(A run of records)
━━━━━━━━━━━━━━━━━━━━━━━━━━━━━━

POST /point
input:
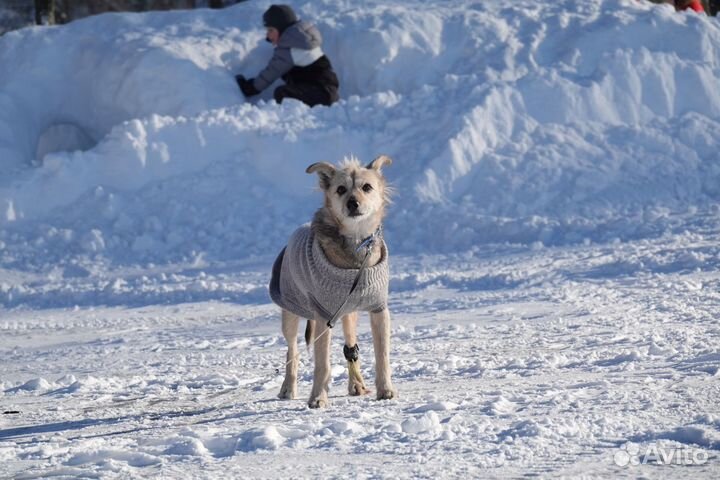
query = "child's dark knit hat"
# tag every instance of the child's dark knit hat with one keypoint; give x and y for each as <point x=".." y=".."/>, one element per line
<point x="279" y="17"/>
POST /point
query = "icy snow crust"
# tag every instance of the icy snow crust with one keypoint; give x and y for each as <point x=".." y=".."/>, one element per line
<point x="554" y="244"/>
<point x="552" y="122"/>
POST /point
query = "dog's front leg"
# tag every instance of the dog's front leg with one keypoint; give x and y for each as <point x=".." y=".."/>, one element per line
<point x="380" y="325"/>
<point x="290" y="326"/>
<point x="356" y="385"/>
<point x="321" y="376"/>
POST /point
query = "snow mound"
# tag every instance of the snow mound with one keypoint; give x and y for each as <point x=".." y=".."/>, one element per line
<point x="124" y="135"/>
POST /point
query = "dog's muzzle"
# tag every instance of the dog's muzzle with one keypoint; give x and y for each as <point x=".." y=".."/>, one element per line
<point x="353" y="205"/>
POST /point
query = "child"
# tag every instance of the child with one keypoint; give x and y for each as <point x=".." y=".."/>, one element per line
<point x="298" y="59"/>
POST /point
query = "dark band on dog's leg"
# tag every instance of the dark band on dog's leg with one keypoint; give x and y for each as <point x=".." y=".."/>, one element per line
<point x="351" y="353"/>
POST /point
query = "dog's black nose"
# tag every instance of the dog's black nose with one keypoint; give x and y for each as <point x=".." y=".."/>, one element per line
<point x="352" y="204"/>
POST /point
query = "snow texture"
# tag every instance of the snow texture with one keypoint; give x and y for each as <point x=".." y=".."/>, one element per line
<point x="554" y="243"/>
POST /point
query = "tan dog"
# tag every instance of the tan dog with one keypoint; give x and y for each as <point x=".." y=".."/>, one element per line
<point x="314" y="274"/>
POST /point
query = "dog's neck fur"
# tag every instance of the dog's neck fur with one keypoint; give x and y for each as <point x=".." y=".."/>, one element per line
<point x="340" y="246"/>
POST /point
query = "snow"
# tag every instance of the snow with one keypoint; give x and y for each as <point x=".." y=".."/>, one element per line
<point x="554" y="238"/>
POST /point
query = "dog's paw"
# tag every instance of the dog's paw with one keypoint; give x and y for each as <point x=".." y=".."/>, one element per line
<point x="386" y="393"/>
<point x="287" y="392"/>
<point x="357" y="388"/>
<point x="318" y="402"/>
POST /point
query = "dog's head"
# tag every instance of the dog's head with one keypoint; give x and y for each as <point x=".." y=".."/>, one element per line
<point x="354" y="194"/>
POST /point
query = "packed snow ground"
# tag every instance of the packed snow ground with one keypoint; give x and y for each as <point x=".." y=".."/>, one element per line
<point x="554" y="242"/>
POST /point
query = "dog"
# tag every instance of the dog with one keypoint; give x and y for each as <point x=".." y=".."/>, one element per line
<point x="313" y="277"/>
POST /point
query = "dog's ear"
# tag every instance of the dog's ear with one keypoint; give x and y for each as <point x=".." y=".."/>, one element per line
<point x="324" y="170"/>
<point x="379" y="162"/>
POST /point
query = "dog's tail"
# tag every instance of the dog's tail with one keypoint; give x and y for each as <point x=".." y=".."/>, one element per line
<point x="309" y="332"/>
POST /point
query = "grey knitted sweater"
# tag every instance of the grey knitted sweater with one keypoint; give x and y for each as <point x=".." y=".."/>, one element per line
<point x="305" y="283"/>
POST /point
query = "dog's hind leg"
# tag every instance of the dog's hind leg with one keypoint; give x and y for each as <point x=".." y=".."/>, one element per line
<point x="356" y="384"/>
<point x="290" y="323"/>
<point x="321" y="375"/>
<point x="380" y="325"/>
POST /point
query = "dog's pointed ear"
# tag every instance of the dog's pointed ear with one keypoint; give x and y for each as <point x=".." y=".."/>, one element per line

━━━━━━━━━━━━━━━━━━━━━━━━━━━━━━

• Your objective: Pull out every line of the records above that contains the word "knitted", and list those lines unchanged.

• Exercise solution:
query = "grey knitted sweater"
# tag every instance of the grey knitted sweater with one keypoint; give x and y for each as <point x=".." y=".."/>, one element per line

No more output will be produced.